* Problem details *
Output all of the entries below precisely as written.

* Data for this exercise *

◇ ◇ ◇ ◇ ◇

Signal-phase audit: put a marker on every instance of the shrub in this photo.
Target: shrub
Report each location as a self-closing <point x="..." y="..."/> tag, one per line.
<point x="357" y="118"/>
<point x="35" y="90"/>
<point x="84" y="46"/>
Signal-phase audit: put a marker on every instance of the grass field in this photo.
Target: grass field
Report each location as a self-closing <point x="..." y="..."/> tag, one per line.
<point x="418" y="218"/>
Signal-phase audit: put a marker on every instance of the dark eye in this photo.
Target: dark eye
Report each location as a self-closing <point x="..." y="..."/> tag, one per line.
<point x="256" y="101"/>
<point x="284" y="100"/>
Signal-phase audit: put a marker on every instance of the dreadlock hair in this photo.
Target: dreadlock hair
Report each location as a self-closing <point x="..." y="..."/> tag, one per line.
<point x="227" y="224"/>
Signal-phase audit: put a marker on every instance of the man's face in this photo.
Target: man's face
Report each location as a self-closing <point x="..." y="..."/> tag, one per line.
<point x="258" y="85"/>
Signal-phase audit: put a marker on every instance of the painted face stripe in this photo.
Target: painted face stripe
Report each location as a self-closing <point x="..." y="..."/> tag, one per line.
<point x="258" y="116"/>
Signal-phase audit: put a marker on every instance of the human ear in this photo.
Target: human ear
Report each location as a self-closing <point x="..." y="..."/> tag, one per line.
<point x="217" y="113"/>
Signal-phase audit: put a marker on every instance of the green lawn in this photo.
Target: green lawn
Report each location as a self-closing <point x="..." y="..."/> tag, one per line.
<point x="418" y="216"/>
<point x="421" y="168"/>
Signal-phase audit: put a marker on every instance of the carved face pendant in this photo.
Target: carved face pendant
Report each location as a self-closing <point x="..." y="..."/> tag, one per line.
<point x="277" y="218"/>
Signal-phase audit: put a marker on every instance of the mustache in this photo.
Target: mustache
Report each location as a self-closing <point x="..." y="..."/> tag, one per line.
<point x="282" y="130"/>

◇ ◇ ◇ ◇ ◇

* Answer space *
Signal-phase audit: put a marker on every instance of the shrub in this photo.
Target: shrub
Report each location as a self-closing <point x="..." y="..."/> tag, one per line.
<point x="357" y="118"/>
<point x="35" y="90"/>
<point x="84" y="46"/>
Signal-phase audit: put a marker on every instance of the grass field in this photo.
Target: grass field
Report each location as a self-closing <point x="..." y="..."/> tag, one per line.
<point x="418" y="218"/>
Signal-phase audit: put a marker on every instance of the dark eye in this photo.
Target: dark eye
Report each location as a self-closing <point x="..." y="..."/> tag, one per line.
<point x="256" y="101"/>
<point x="284" y="100"/>
Signal-phase audit: put a marker on every instance of the dreadlock hair in this photo.
Target: dreadlock hair
Report each location as a self-closing <point x="..." y="..."/> tag, one per line.
<point x="227" y="224"/>
Signal-phase audit: put a marker on every instance of the man's face in this photo.
Target: man's face
Report each location as a self-closing <point x="..." y="..."/> tag, one per line.
<point x="258" y="85"/>
Signal-phase audit: put a marker on every instance of the painted face stripe in this photo.
Target: painted face stripe
Report each location as a self-closing <point x="..." y="..."/> tag, one per line.
<point x="258" y="116"/>
Signal-phase audit: put a marker on every instance of the human ear in this photo.
Target: human ear
Report each location as a self-closing <point x="..." y="..."/> tag, one per line.
<point x="217" y="113"/>
Signal-phase audit: put a marker on every instance of the green lawn in this photo.
Target: green lawn
Report each location as a self-closing <point x="..." y="..."/> tag, one per line.
<point x="418" y="216"/>
<point x="421" y="168"/>
Signal-phase audit: put a marker on every instance of the carved face pendant in this photo.
Target: carved face pendant
Report each location as a self-closing <point x="..." y="..."/> tag, one per line.
<point x="277" y="218"/>
Signal-phase audit: put a marker on every instance of the mustache in this photo.
Target: mustache
Report each location as a self-closing <point x="..." y="..."/> tag, one per line.
<point x="282" y="130"/>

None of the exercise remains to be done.